Fragmento —
────────────────
Por Juan Ramón Martínez
En la década de los 50 conocí de sus operaciones comerciales. Aprovechando una ley que pretendía favorecer la cooperación como fórmula económica para enfrentar la pobreza, Rafael Ramos Rivera, montó un sistema de ventas en forma de club, que no se ha repetido jamás, por nadie, en toda la historia de la ciudad.
La ley llevaba el mismo nombre. Fue la primera operación ordenada para comprar vía crédito; y por medio del pago de cuotas semanales, vía del sorteo, para adquirir en “fáciles” condiciones, artículos para el hogar. Venta de intangibles, como diría mucho tiempo después mi hermano Dagoberto, al referirse a la actividad que Eduardo Barh, había ejecutado en su juventud en El Salvador. Confirmando que la ley hondureña era una aplicación similar a la que había funcionado igualmente en la república vecina.
Eduardo Barh dejó la actividad de vendedor por razones nunca explicadas, mientras que, para Rafael Ramos, fue una estación en virtud de la cual, cumplió una fase en su exitosa vida empresarial. Porque sin lugar a dudas, Rafael fue en la historia de la costa norte, la prueba que no solo los extranjeros –muy exitosos en sus actividades comerciales– también los hondureños, podían nacer lo que ellos: instalar comercios y operarlos en forma sostenida.
────────────────
Entradas del conjunto de datos:
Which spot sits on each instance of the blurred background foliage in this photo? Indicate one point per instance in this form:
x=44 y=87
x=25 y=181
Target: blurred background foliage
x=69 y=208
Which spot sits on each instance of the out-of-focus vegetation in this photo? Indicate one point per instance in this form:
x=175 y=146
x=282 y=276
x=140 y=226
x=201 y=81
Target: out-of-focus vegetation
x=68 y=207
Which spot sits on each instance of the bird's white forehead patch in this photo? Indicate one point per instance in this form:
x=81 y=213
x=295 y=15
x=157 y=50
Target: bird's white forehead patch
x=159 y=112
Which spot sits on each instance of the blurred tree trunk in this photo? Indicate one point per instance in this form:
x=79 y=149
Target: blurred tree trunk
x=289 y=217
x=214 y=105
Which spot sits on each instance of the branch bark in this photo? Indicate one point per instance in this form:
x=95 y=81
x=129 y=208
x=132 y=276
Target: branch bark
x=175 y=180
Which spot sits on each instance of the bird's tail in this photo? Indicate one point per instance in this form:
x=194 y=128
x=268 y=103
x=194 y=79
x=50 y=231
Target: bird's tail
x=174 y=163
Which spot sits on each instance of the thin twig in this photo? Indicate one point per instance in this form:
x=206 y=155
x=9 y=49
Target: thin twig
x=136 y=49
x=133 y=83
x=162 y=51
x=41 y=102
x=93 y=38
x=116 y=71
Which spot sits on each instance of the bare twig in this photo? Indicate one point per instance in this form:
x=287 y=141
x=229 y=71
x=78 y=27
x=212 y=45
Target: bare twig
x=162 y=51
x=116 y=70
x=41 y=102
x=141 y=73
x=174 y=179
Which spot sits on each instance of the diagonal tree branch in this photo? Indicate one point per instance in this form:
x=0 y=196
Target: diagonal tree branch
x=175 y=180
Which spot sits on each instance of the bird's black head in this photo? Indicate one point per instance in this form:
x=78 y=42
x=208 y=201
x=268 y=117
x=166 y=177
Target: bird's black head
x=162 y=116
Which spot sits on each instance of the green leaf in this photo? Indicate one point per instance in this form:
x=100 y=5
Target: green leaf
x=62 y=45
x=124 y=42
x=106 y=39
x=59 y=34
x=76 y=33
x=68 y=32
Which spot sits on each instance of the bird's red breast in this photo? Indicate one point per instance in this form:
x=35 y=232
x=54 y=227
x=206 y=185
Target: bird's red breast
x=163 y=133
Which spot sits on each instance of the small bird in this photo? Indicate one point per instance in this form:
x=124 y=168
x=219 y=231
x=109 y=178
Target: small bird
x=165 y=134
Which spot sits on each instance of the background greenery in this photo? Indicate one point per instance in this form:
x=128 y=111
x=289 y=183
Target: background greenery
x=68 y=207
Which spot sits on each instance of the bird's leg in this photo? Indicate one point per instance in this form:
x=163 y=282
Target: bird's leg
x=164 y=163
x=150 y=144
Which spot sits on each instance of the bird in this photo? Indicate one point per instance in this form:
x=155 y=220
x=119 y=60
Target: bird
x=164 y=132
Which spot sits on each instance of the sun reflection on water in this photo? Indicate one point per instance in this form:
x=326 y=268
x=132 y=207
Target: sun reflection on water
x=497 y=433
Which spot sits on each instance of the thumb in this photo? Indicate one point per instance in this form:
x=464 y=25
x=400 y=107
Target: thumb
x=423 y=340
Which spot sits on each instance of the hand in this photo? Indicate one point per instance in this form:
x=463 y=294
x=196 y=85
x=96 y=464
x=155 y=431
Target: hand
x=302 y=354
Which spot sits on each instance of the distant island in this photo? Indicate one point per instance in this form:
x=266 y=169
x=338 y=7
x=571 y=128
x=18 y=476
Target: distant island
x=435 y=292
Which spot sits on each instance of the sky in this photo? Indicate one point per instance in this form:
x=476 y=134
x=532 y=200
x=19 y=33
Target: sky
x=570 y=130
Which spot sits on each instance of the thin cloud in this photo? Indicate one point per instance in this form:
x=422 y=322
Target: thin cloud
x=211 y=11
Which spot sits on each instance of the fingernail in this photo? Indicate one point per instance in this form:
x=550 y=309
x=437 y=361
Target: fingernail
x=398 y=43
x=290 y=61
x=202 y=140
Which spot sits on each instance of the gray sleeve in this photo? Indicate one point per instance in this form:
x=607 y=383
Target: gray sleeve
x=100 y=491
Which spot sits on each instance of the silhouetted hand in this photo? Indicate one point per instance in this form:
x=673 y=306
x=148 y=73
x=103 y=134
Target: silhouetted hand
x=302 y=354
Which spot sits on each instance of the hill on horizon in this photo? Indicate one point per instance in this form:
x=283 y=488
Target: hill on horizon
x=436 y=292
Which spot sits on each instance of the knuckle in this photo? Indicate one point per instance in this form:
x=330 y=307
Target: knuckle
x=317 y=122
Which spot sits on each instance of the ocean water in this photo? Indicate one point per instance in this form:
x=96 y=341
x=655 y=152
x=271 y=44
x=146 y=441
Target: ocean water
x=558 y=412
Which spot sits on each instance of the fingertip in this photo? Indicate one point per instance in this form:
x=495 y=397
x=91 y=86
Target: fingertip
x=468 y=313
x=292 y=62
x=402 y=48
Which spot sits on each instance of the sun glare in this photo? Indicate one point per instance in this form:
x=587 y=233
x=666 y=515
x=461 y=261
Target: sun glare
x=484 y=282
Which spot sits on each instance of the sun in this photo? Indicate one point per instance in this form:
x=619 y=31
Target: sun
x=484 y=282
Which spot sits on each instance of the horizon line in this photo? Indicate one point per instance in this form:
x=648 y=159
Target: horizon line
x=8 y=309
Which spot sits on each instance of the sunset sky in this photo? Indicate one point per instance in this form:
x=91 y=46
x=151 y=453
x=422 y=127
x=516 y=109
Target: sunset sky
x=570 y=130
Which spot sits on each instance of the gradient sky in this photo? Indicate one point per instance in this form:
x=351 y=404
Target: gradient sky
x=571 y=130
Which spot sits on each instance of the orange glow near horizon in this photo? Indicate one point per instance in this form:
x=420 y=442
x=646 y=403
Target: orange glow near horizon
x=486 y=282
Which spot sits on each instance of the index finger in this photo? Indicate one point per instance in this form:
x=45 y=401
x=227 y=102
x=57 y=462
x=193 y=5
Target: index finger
────────────────
Tarea asignada 1 —
Transcribe el texto sobre Rafael Ramos Rivera desde "Por Juan Ramón" hasta "de la ciudad.", ambos incluidos.
Tarea asignada 2 —
Enumera a todas las personas nombradas en el texto sobre Rafael Ramos Rivera, sin contar al autor que firma.
Tarea asignada 3 —
Retoma el texto sobre Rafael Ramos Rivera a partir de su última oración y continúalo.
Los datos no tienen relación con el texto sobre Rafael Ramos Rivera.

Respuesta escrita 1 —
Por Juan Ramón Martínez
En la década de los 50 conocí de sus operaciones comerciales. Aprovechando una ley que pretendía favorecer la cooperación como fórmula económica para enfrentar la pobreza, Rafael Ramos Rivera, montó un sistema de ventas en forma de club, que no se ha repetido jamás, por nadie, en toda la historia de la ciudad.

Respuesta escrita 2 —
Rafael Ramos Rivera; Dagoberto; Eduardo Barh.

Respuesta escrita 3 —
Rafael Ramos fue un natural inversionista que creó el primer supermercado de la ciudad, ofreciendo un servicio constante, sin interrupción y en donde la oferta contenía artículos alimentarios, artefactos del hogar e incluso medicinas populares y telas. También operó un aserradero. Después incursionó en servicios de hotelería y como era natural en su espíritu inquieto, en la ganadería, para honrar la memoria de sus padres, luchadores y ejemplares en la aldea de Medina. Actividades que han heredado y desarrollado exitosamente sus hijos y nietos. Y sin renunciar a lo que es enfermedad endémica nacional: la política, en la que logró ser alcalde de Olanchito con mucho éxito y realizaciones. Todo ello sin haber cursado estudios secundarios siquiera. Fue un feliz autodidacta.
En 1967 viajó a Estados Unidos, en una muestra de líderes regionales, en que era el único alcalde centroamericano invitado. El resto éramos jóvenes políticos de diversos partidos que las embajadas de Centroamérica creían que teníamos futuro en el servicio público. De ese grupo, salieron dirigentes de El Salvador, un presidente de la república de Guatemala, varios diputados de Nicaragua, ministros hondureños y ejemplares administradores públicos de Costa Rica y Panamá. Rafael, como alcalde invitado, era el más cercano y conversador, bromista y amable. Durante la conferencia fue la figura más popular que, como un juguete de sus encantos, encontró en la fotografía instantánea una manera de ser, simpático y amigable con todos.
Por su vocación de servicio, fue un rotario ejemplar. No solo participó en la creación del Club de Olanchito, sino que, además, motivó a su familia, de modo que, de los más distinguidos y esforzadores servidores de la organización filantrópica, fueron sus hijos o amigos que el estimuló para que se integraran.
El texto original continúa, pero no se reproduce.